[Photo-based referring expression data]
━━━
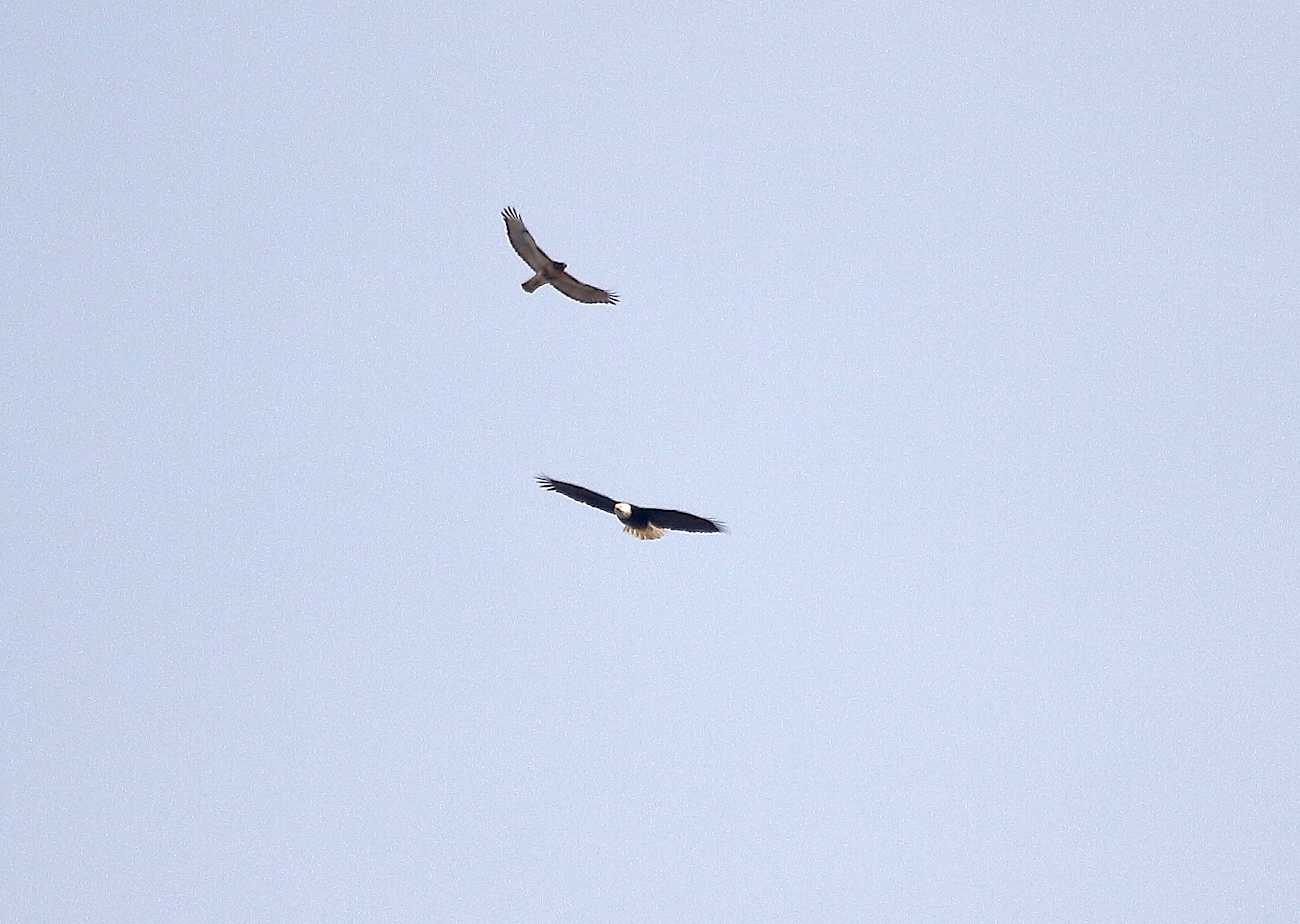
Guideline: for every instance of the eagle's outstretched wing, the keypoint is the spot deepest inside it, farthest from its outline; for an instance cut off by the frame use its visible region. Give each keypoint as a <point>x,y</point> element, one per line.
<point>523,242</point>
<point>581,291</point>
<point>580,494</point>
<point>546,269</point>
<point>687,523</point>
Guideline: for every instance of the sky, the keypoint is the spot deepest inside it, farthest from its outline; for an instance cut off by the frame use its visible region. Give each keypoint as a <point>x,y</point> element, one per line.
<point>975,322</point>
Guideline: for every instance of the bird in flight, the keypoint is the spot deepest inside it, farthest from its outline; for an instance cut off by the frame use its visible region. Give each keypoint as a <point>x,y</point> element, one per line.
<point>644,523</point>
<point>546,269</point>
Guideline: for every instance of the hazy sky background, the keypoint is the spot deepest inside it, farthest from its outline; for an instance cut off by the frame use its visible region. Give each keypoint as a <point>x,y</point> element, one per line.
<point>976,324</point>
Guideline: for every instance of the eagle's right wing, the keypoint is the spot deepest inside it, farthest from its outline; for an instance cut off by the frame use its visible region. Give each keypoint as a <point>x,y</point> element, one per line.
<point>687,523</point>
<point>580,494</point>
<point>523,242</point>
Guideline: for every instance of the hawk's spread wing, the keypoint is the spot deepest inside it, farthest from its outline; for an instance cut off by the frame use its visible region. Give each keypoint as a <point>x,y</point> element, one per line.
<point>687,523</point>
<point>580,494</point>
<point>547,269</point>
<point>523,242</point>
<point>581,291</point>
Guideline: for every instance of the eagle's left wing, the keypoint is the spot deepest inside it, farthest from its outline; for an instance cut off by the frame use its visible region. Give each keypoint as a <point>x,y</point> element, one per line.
<point>523,242</point>
<point>687,523</point>
<point>584,293</point>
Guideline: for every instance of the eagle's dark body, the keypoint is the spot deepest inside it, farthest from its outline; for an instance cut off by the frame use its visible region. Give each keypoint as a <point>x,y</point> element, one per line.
<point>546,270</point>
<point>644,523</point>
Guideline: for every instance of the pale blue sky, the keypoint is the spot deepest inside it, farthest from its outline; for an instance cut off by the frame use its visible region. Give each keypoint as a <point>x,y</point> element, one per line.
<point>976,324</point>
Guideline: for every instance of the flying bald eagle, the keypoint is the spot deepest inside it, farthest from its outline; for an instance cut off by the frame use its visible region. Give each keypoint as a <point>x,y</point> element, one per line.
<point>644,523</point>
<point>546,269</point>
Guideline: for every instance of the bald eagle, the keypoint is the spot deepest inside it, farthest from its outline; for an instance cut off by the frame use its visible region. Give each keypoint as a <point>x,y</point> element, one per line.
<point>644,523</point>
<point>546,269</point>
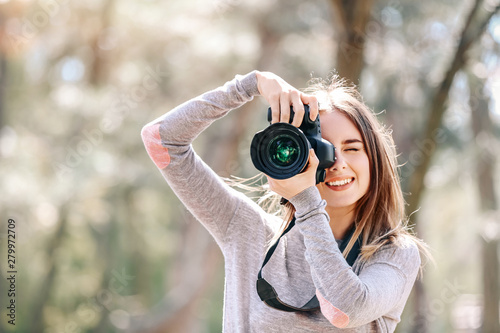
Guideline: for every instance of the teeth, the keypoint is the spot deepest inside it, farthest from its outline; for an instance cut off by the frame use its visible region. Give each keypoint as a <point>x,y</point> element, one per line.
<point>340,182</point>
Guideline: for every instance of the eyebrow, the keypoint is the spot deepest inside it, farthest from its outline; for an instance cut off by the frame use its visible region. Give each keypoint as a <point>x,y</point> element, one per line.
<point>348,141</point>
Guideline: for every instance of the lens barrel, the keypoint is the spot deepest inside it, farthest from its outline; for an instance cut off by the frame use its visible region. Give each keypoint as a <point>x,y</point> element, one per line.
<point>280,151</point>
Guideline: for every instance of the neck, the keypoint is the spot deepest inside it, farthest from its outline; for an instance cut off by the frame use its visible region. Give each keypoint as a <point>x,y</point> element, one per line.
<point>341,220</point>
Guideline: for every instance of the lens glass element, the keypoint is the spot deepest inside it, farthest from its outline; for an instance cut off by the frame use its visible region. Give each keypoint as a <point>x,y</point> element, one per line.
<point>283,151</point>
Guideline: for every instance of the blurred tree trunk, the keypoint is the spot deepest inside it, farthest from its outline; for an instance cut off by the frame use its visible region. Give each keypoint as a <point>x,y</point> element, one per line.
<point>350,18</point>
<point>431,135</point>
<point>201,259</point>
<point>3,75</point>
<point>99,65</point>
<point>482,126</point>
<point>46,286</point>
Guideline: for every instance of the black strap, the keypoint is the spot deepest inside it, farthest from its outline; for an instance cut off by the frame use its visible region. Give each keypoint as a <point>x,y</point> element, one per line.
<point>269,296</point>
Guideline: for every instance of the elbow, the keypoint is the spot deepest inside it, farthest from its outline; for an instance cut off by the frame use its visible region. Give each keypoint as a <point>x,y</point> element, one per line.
<point>152,141</point>
<point>335,316</point>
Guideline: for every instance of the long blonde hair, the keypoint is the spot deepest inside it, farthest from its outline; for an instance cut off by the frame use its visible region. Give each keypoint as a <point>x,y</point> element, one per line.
<point>380,216</point>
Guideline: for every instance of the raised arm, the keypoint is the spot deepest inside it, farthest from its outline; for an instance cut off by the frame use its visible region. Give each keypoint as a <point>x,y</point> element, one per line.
<point>168,142</point>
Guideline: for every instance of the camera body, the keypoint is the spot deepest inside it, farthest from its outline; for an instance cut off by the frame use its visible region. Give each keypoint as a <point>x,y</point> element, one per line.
<point>282,150</point>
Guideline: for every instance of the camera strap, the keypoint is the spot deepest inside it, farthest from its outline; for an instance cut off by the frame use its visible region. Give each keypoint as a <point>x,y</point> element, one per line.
<point>269,296</point>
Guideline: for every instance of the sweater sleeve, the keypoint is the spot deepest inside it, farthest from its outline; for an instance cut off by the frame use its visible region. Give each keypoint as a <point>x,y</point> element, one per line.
<point>168,142</point>
<point>346,299</point>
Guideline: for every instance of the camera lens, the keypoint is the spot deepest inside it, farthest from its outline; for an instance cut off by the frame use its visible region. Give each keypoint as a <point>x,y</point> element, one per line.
<point>280,151</point>
<point>283,151</point>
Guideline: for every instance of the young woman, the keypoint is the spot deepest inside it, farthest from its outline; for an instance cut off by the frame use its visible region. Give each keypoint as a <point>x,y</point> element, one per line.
<point>361,193</point>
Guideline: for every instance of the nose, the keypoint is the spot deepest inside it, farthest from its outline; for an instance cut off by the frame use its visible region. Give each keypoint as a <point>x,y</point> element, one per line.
<point>340,162</point>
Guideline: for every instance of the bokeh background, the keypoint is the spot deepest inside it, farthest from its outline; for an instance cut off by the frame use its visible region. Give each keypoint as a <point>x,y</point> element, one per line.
<point>102,243</point>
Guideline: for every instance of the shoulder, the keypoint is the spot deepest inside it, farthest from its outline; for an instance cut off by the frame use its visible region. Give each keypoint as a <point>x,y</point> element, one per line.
<point>403,254</point>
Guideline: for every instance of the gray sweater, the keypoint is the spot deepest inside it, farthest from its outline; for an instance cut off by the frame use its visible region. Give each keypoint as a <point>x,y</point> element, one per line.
<point>369,297</point>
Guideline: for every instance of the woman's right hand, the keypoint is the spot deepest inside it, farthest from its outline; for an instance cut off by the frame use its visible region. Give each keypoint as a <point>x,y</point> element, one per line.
<point>281,95</point>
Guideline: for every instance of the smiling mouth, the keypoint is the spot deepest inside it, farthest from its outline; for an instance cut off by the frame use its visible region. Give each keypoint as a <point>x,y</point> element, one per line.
<point>340,182</point>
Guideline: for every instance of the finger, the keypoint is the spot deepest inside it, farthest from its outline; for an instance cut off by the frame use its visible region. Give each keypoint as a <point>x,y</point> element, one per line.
<point>275,109</point>
<point>298,108</point>
<point>313,160</point>
<point>284,108</point>
<point>312,101</point>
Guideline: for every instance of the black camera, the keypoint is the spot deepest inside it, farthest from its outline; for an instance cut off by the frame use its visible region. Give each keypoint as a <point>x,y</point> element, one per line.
<point>282,150</point>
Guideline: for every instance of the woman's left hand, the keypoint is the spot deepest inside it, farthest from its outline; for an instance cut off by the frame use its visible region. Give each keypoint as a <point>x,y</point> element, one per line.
<point>288,188</point>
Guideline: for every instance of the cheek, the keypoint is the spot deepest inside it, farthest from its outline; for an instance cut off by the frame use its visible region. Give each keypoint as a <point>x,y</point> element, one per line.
<point>363,171</point>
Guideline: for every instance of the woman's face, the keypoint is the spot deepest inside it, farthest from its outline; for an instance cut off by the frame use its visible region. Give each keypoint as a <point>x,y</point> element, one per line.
<point>349,178</point>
━━━
● **Your instructions**: Starting at the line that contains "Guideline: for every instance of the cheek, the", reproduce each line through the end of the records exactly, both ends included.

● **Solution**:
Guideline: for every instance of the cheek, the keypoint is the spot deepest inside it, farthest from its outline; for an instance cut off by the frame use its visible region. Give each keypoint as a <point>x,y</point> element, one per line.
<point>363,171</point>
Guideline: for every instance of the woman's face, the keypoint is the spot deepest inside it, farthest from its outline; for an instance cut off by the frame use its visible region. Give each keypoint as a <point>x,y</point> element, one per line.
<point>349,178</point>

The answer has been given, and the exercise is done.